WHAT THE EXERCISE ASKS → Transcribe, exactly and in full, every line from the one including "Keypoint guideline: for each instance of the large" to the end of the listing.

THE DATA →
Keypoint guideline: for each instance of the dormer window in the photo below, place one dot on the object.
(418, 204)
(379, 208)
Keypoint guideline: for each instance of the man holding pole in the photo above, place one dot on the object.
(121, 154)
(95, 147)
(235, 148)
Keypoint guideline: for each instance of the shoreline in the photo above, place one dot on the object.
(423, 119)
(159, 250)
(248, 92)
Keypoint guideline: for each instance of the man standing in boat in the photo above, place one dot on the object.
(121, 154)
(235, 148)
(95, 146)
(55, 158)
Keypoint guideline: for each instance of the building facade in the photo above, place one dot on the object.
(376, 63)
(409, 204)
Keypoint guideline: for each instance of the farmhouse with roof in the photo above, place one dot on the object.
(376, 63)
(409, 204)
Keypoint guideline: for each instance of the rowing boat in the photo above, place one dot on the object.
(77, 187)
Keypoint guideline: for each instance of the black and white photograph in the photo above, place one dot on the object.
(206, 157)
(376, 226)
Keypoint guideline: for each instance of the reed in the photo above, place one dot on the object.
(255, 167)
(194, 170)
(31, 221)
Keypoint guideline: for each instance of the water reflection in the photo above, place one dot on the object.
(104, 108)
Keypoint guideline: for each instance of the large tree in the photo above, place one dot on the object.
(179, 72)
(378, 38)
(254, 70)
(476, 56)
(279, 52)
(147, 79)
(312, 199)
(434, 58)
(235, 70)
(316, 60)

ANSWER SPACE →
Keypoint guideline: for each instance of the large tree in the photo above, place one dot on the object.
(179, 72)
(378, 38)
(254, 70)
(476, 56)
(279, 52)
(147, 79)
(312, 199)
(434, 58)
(235, 70)
(316, 60)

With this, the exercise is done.